Segment Start: Available data

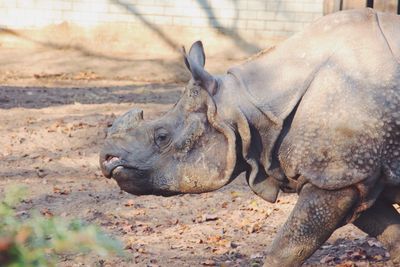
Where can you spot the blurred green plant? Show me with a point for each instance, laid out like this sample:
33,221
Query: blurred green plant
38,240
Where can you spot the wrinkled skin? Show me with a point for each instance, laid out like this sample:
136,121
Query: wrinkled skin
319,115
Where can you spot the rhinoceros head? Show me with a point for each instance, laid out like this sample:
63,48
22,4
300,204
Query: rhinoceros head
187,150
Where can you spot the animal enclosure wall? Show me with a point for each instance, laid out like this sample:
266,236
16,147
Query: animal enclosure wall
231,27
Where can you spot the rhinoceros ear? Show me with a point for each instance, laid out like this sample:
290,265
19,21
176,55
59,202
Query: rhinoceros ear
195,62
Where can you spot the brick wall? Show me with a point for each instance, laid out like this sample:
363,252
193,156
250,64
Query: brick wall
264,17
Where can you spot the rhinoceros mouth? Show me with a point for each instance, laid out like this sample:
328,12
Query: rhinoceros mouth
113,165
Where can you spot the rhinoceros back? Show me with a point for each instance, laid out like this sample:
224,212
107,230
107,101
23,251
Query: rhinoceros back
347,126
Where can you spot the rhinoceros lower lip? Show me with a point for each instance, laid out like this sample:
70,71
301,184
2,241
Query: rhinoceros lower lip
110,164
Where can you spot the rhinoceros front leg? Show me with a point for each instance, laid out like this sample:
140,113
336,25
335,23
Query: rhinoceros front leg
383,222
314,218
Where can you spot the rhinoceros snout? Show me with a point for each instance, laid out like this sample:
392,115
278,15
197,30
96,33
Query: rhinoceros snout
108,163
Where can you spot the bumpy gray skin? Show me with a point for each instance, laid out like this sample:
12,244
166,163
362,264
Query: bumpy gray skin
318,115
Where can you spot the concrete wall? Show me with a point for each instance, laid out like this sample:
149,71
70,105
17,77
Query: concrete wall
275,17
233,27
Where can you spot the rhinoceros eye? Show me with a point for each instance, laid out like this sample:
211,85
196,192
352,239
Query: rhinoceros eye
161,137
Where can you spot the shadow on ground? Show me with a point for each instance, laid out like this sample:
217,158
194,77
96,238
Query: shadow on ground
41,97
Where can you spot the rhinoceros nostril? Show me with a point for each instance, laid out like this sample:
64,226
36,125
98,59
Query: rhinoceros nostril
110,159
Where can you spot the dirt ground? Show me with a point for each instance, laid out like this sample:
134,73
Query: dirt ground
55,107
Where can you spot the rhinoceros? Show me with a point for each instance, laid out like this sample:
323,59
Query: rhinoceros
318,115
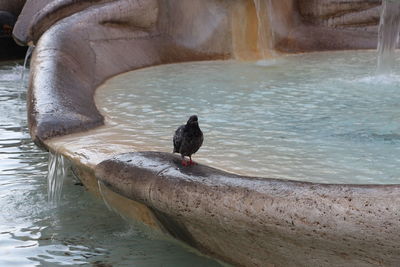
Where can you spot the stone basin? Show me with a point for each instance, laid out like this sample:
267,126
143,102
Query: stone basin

Segment End: Available data

Activity – No pictures go in the copy. Output exactly the lines from the line containing "Where can you spot the shadow" through the end of the listing above.

Output below –
Where can you spot the shadow on ground? Show me with a point for each instance, laid out like this sample:
217,158
194,77
96,238
Query: shadow on ground
41,97
Where can you spot the rhinoceros nostril? Show me with a point for each instance, laid out like this sample:
64,226
36,125
98,59
Query: rhinoceros nostril
110,159
Where can you spot the dirt ground? Show me with a point for each instance, laid out like this sample:
134,73
Query: dirt ground
55,107
Where can you spot the rhinoceros? Show me with a point for each instance, laid out like this sample:
323,59
Query: rhinoceros
318,115
Where can you spot the stone basin? Show me with a point for each instance, laid out like this sample:
267,126
143,102
Query: stone basin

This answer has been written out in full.